The development of brain mapping (1909)

In the history of neuroscience, there has not been a single example as persuasive as the cytoarchitectonic map of the human brain. Korbinian Brodmann, a German neurologist, published his study in 1909 where he describes the dissociation of the cerebral cortex into 43 areas. He labeled his human map of the cortical area by a number between 1 and 52. His map is devoid of areas with the numbers 12-16 and 48-51 which was explained by Brodmann as the areas unidentifiable in the human cortex but well developed in other mammalian species. He utilized Nissl substance (cresyl violet) staining to divulge the distinct areal borders within the cortical sheet. His approach concluded that a particular anatomical structure corresponds to a particular function. In the 21st century, Brodmann’s map is still in use for localizing neuroimaging data obtained in the living human brain (Link 9)

The discovery of neurotransmitters (1921)

Neurotransmitters are the chemicals that allow neurotransmission. They are released from one neuron at the synaptic cleft, where they are accepted by a receptor on the next neuron. Communication between the neurons is the foundation of brain function and is accomplished by the movement of neurotransmitters. In 1921, a German scientist Otto Loewi published his work on frogs describing the chemical transmission. He conducted several experiments to characterize the substance and concluded it to be Acetylcholine. He was awarded the Nobel Prize in 1936 for his contributions (Link 10).

# Using the information:
a: Quote the stretch of the neuroscience history text from "The discovery of" through "contributions (Link 10).".
b: Summarize the neuroscience history text in two sentences.
c: Carry on writing the neuroscience history text from its last sentence.
The entries after this text are separate material.

# Data records:
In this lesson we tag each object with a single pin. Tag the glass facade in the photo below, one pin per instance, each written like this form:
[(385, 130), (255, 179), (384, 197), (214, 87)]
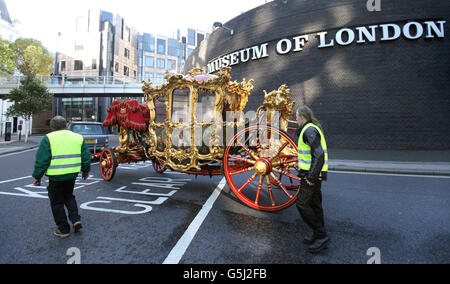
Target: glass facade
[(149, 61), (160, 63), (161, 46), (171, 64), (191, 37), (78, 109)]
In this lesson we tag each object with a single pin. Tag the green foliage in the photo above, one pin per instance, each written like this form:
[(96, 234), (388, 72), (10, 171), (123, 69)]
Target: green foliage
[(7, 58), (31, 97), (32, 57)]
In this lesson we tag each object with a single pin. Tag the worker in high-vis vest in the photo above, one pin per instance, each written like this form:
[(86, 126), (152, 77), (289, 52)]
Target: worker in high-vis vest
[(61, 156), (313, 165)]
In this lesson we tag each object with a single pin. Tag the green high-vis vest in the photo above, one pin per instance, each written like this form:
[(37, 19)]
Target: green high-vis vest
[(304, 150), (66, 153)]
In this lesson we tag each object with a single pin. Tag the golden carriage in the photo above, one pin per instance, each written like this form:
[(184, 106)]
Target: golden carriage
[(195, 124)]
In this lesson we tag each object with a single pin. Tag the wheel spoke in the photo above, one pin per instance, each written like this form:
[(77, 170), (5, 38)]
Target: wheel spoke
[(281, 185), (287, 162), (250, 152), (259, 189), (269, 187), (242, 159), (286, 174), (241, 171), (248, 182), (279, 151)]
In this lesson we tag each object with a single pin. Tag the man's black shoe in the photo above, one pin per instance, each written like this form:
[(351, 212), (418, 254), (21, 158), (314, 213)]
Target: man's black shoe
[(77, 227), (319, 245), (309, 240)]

# Results of the exercise:
a:
The discovery of neurotransmitters (1921)

Neurotransmitters are the chemicals that allow neurotransmission. They are released from one neuron at the synaptic cleft, where they are accepted by a receptor on the next neuron. Communication between the neurons is the foundation of brain function and is accomplished by the movement of neurotransmitters. In 1921, a German scientist Otto Loewi published his work on frogs describing the chemical transmission. He conducted several experiments to characterize the substance and concluded it to be Acetylcholine. He was awarded the Nobel Prize in 1936 for his contributions (Link 10).

b: In 1909, German neurologist Korbinian Brodmann published a cytoarchitectonic map that divided the human cerebral cortex into 43 numbered areas, and it is still used to localize neuroimaging data. In 1921, German scientist Otto Loewi published work on frogs describing chemical transmission between neurons and identified the substance as acetylcholine, which earned him the Nobel Prize in 1936.

c:
The invention of electroencephalography (1929)

Electroencephalography (EEG) is an electrophysiological monitoring and recording of the electrical activity of the brain. Hans Berger, a German psychiatrist, recorded the first human electroencephalograms in 1924. He published his work in 1929 where he described EEG changes associated with attention and mental effort, and alterations in the EEG associated with cerebral injury. His basic observations were later confirmed by other scientists revealing the dramatic change in humans EEG patterns during a night’s sleep. This technique provided early insight into diagnoses of sleep disorders, epilepsy, brain tumours, strokes and encephalopathies and has since been improved upon by use of modern techniques such as MRI (Link 11).

The invention of the electron microscope (1931)

By the beginning of the 20th century, with the advancement of science and technology scientists were able to analyse some structures inside the cell using light microscopes. However, the limited resolution of the microscopes restricted the detailed study of the structures inside the cells. In 1931, German scientists Max Knoll and Ernst Ruska conquered the barrier by building the electron microscope (Link 12). An electron microscopic study of the Axo-somatic and axo-dendritic synapses of the cerebral cortex and several other made significant contributions in the understanding of the nervous system (Link 13). It also won Ernst Ruska the Nobel Prize in physics in 1986. 

The discovery of optogenetics

This is the latest and most exciting development in the field of Neuroscience. So far it has been used to identify specific neurons and networks like those in the amygdala that contribute to fear conditioning, to stimulate spiral ganglion in deaf mice and restoring auditory activity. Optogenetics is the use of light sensitive proteins to monitor and control living neurons which first attracted wide attention in 2005 (Link 14). This technique was investigated by several researchers but ultimately Karl Deisseroth, Edward Boyden and Gero Miesenböck have been recognised as pioneers in this field (Link 15). The uses of this technique could range from curing Parkinson’s disease and epilepsy, restoring vision, to further understanding and mapping of the brain and the central nervous system.